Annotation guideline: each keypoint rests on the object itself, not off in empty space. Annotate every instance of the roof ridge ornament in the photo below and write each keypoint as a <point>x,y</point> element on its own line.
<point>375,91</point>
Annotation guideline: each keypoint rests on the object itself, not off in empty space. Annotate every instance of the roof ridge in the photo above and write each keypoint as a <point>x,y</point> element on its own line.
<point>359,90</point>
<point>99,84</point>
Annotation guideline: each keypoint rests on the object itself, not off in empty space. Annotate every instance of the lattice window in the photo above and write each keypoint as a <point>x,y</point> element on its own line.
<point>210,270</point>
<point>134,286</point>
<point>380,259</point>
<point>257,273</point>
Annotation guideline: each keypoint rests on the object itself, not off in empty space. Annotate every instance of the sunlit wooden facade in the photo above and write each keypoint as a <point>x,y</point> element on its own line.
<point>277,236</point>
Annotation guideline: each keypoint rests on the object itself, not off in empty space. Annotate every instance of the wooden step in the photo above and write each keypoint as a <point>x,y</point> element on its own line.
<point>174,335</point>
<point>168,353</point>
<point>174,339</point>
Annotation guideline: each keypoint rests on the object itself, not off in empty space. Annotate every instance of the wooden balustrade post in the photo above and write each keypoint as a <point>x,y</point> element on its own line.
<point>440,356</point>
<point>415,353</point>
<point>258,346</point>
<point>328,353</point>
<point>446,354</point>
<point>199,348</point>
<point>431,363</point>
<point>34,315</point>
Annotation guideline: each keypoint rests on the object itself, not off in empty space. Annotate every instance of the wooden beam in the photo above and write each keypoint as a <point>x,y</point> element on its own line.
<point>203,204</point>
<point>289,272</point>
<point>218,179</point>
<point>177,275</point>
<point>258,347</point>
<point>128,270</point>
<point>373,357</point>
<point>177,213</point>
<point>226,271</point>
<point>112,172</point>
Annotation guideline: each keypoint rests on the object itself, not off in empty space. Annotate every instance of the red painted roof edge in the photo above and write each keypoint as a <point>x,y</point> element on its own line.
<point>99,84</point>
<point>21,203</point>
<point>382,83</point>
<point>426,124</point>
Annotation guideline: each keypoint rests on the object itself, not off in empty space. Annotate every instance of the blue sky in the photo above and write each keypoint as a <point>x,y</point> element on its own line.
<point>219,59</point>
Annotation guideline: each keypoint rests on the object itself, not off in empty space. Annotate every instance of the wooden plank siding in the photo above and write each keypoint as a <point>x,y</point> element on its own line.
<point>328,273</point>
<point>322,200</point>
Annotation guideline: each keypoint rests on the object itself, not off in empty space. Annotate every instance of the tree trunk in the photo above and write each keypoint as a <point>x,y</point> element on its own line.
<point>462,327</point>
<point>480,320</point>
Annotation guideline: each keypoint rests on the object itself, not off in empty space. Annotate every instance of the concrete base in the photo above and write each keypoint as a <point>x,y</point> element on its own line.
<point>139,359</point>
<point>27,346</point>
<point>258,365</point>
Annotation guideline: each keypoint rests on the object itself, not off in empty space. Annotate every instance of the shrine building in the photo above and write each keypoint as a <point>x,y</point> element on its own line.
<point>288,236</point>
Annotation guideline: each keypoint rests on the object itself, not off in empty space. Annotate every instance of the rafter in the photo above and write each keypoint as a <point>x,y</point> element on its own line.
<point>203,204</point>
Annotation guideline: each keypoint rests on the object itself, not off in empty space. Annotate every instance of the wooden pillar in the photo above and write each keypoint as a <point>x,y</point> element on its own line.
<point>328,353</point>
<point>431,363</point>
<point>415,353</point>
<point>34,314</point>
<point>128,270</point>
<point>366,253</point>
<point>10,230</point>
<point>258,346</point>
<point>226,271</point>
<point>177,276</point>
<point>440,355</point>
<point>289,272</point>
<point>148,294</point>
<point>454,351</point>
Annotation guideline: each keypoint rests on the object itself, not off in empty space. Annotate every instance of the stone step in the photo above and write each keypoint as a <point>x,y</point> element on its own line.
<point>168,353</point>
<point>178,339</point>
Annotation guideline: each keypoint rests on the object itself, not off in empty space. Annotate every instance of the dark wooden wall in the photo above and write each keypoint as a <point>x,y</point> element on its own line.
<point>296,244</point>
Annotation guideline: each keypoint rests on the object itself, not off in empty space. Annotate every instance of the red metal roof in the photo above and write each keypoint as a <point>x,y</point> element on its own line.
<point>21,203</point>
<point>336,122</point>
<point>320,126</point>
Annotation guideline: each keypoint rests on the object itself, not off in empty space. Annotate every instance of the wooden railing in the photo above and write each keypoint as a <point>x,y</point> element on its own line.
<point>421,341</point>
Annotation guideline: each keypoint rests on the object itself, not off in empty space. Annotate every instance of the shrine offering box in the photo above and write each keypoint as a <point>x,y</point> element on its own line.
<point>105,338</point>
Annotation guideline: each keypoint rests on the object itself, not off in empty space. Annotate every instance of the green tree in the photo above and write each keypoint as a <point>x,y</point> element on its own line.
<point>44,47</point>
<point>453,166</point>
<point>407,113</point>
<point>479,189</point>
+++
■ Instruction: Please reproduce the material word for word, beginning at its first line and stopping after the line that contains "<point>375,91</point>".

■ Response for this exercise:
Annotation guideline: each keypoint rests on the object itself, not off in empty space. Annotate every instance of the roof ridge ornament in the photo below and write each keypoint as a <point>x,y</point> element on its own line.
<point>375,91</point>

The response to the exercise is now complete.